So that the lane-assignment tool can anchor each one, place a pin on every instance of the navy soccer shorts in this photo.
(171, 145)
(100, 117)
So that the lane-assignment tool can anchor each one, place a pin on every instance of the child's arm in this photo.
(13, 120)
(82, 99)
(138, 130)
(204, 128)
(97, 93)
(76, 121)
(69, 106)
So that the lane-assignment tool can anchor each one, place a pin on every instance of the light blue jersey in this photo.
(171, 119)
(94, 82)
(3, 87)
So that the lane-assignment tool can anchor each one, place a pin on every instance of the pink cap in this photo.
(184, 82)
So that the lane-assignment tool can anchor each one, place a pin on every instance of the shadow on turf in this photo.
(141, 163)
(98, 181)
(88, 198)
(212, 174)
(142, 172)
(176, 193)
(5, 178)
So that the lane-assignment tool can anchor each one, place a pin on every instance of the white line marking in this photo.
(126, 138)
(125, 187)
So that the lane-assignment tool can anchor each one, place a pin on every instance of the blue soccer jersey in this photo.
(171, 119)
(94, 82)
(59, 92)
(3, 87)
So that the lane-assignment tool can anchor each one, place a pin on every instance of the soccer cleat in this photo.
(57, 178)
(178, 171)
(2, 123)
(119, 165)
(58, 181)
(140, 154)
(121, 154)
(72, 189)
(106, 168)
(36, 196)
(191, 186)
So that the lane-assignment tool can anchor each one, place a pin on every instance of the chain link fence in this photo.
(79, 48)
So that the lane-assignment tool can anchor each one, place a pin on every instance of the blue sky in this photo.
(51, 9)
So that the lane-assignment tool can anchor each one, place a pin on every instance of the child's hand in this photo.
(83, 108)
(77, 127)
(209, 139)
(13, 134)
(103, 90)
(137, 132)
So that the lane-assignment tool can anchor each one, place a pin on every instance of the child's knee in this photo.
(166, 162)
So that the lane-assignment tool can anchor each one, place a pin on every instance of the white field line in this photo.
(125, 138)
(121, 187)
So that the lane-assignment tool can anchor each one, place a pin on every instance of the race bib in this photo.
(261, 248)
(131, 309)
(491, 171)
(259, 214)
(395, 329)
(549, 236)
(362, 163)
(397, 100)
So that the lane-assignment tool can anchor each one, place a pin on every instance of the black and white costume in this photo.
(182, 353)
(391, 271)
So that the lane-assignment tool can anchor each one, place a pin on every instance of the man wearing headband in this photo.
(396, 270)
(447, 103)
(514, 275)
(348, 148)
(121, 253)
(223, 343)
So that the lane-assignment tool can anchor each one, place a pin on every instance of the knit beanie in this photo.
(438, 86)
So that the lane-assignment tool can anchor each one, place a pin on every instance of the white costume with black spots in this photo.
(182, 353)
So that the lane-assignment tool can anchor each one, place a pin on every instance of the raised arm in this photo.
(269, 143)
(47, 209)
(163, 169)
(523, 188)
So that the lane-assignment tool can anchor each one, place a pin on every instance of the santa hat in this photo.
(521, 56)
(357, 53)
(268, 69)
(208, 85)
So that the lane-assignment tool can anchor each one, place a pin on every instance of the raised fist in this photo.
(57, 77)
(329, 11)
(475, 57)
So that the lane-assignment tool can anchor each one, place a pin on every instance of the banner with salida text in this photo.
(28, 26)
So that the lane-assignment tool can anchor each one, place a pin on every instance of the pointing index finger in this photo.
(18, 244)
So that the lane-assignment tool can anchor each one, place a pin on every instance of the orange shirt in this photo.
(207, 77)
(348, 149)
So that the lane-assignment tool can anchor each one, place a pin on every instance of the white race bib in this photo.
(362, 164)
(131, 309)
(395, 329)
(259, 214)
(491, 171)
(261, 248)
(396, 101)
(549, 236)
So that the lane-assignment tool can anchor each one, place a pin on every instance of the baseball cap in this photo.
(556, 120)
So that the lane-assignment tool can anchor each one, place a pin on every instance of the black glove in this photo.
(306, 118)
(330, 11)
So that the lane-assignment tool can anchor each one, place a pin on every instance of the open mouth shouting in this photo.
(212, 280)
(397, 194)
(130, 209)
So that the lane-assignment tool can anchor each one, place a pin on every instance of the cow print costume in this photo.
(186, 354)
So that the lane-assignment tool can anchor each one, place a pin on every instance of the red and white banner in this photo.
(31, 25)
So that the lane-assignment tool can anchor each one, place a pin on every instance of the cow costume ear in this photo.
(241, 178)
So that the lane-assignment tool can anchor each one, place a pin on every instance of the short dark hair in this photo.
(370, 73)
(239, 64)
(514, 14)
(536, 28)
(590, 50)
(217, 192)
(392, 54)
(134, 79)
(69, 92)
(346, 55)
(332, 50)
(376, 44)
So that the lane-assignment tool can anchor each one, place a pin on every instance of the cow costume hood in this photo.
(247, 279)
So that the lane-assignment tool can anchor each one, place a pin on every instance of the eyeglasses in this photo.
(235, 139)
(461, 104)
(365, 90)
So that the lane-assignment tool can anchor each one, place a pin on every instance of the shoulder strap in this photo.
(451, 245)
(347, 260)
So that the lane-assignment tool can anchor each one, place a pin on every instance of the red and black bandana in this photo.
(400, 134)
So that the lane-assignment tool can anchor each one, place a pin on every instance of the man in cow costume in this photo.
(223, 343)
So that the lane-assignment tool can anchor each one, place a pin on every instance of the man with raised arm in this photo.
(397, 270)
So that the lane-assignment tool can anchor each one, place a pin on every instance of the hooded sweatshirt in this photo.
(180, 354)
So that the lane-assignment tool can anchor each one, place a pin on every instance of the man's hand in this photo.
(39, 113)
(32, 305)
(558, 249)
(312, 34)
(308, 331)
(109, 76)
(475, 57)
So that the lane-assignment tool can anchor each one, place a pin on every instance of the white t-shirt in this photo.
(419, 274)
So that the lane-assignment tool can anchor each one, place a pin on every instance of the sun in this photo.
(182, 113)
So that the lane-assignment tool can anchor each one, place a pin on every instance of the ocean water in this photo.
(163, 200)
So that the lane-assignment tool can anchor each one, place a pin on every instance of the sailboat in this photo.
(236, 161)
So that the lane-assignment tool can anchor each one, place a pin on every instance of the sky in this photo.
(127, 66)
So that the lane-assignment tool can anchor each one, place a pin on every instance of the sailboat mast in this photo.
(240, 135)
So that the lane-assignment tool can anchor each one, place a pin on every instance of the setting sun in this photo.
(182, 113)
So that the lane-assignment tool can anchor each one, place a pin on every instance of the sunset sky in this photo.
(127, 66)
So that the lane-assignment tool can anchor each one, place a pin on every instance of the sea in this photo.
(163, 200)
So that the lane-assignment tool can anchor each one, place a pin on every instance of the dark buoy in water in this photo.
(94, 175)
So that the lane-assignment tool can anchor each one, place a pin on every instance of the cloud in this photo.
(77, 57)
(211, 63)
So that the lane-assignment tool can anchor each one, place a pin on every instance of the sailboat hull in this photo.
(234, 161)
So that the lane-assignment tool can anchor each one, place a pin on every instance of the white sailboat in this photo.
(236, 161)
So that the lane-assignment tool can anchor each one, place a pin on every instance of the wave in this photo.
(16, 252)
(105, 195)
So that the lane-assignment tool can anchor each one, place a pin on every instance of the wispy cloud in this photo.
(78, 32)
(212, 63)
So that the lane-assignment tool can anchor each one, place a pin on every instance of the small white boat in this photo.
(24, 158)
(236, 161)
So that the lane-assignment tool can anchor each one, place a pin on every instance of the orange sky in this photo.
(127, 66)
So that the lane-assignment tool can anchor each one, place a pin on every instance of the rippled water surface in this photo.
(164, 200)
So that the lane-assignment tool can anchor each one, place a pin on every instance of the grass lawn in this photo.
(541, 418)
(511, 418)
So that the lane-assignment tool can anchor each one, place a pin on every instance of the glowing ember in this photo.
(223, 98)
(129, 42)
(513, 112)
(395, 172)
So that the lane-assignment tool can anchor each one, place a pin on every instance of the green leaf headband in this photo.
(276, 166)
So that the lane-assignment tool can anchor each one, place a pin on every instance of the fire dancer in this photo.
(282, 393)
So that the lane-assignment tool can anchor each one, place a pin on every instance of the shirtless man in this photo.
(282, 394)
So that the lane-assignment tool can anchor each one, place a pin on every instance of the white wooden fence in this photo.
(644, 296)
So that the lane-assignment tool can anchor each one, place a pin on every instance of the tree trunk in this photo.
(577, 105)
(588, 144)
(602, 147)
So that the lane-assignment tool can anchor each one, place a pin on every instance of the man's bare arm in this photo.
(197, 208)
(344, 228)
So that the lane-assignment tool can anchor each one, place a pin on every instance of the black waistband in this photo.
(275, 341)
____
**What you need to do**
Set down, word for word, the lines of the material above, starting at the line that contains "dancer in this photo." and ending at the last line of the material, with both of those lines included.

**Full solution**
So that the lane-assignment tool can anchor each one, place a pin on every instance of the fire dancer in this photo.
(282, 393)
So that the lane-assignment tool can anchor each one, place a pin on every instance of the shirtless man in this photo.
(282, 394)
So that the lane-assignment tool can anchor each one, place a pin on every instance of the white wooden fence in this photo.
(644, 296)
So that the lane-assignment tool can anchor each one, place a pin on every instance of the tree trunk in this photo.
(577, 105)
(588, 144)
(602, 147)
So that the lane-assignment tool can anchor each one, place a pin on every instance of the man's bare arm in this photo.
(197, 208)
(344, 228)
So that the lane-assignment tool can anchor each one, place a pin on every instance of the black waistband in this photo.
(275, 341)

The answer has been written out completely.